Problems to solve »
#1 Answer these questions from the power supply text:
(a) What position does Jeff Schnabel hold at CUI Inc?
(b) What share of the total power consumed in the United States is estimated to be lost through "vampire draw"?
(c) Under Level V, what is the no-load limit for power supplies rated under 50 W?
#2 Continue the power supply text from its last sentence.

Text »
▶
How are you responding to the demand for low power/high efficiency devices in the emerging markets?
Jeff Schnabel, VP of Marketing at CUI Inc:
In order to address the growing global concerns regarding energy consumption in electronic equipment, the power supply industry has largely focused on improving the operating efficiency of ac-dc power supplies and dc-dc converters. As existing power topologies begin to reach their limit with regards to operating efficiency improvements, a new battle line is being drawn in the quest to reduce overall power consumption. It is estimated that anywhere from 5-10% of the total power consumed in the United States is through “vampire draw,” power lost while electronic equipment is in standby or sleep mode. Governments have already identified that this is a major problem in external power adapters. Agencies such as the California Energy Commission (CEC) and the European Union through their EuP directive have put measures in place to set limits on the standby power consumption in all external ac-dc adapters shipped into their jurisdiction. The strictest standard, currently classified as Level V, sets the no-load limit at 0.3 W for power supplies rated under 50 W and 0.5 W for power supplies rated between 50 and 250 W.
◀
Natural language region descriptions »
▶
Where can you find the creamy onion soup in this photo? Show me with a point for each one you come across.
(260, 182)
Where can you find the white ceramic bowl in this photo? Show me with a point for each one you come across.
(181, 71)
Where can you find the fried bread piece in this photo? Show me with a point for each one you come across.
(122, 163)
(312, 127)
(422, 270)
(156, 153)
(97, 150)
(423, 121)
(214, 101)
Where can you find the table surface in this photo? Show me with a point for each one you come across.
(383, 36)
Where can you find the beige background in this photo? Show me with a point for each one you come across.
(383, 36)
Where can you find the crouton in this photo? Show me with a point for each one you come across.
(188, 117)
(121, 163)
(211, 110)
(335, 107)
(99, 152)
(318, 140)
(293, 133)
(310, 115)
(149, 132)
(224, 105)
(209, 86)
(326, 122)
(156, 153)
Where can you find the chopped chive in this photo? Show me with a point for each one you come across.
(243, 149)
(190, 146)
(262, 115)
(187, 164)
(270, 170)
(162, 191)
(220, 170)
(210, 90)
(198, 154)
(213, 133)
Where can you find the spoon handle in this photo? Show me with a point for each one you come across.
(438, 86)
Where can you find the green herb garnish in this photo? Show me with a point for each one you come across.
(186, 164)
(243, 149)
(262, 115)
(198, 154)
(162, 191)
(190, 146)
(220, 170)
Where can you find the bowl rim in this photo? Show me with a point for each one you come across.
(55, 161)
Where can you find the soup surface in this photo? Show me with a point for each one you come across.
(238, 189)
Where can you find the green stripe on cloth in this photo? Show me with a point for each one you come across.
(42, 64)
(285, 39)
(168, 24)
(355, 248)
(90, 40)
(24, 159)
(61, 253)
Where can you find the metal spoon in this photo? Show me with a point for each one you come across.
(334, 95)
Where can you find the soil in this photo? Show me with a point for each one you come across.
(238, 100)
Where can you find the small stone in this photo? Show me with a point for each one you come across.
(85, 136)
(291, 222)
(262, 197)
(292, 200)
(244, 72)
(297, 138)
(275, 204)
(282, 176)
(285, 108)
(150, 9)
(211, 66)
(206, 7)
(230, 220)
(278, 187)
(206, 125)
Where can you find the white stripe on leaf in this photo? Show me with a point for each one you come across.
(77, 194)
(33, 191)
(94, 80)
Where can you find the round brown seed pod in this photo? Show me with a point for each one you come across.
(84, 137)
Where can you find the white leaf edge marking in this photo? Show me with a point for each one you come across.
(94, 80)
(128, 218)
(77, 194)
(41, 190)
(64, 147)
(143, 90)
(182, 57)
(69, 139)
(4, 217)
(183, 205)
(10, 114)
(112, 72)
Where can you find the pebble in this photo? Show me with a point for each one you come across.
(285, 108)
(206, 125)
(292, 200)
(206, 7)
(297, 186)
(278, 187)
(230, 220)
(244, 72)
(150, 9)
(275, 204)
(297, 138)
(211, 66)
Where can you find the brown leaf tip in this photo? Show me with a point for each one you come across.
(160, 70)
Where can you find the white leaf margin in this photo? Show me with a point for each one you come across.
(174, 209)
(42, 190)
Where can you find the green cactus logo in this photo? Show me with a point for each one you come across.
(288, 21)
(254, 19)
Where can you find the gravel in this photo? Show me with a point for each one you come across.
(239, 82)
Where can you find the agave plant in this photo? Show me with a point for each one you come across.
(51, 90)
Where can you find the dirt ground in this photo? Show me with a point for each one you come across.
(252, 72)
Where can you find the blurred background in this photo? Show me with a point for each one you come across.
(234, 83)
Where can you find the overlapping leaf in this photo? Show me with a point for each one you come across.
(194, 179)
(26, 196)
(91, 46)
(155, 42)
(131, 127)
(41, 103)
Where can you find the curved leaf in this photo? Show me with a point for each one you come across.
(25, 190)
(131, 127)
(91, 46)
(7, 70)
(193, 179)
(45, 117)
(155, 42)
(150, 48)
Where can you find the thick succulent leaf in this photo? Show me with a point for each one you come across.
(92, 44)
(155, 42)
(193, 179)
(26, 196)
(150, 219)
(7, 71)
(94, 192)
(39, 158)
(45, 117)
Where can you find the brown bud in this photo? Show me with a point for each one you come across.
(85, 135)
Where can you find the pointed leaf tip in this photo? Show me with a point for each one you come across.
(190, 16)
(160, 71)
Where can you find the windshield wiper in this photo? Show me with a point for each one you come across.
◀
Activity answers »
#1
(a) VP of Marketing
(b) Anywhere from 5-10%
(c) 0.3 W

#2
Although standby power consumption regulations do not currently exist for most internal ac-dc power supplies, greater attention is being paid to this measure in the end equipment that incorporate these modules. At CUI, we have been working to address this trend, most recently in the medical and home healthcare industry. The medical electronics market, currently estimated to be $150 billion in size, is expected to grow at a 9% rate or the next 5 years, largely driven by aging Baby Boomers and the growing middle class in emerging markets such as China and India who can now afford improved medical care. As new medical equipment proliferates into the market, greater attention will be paid by customers and regulators to the energy consumption of these designs. In response to this trend, CUI has recently released a line of open frame ac-dc medical power supplies that not only provide operating efficiencies over 91%, but also offer standby power levels as low as 0.3 W. The VMS series is available in power levels of 20, 40, 60, and 100 W, and housed in compact open frame packages.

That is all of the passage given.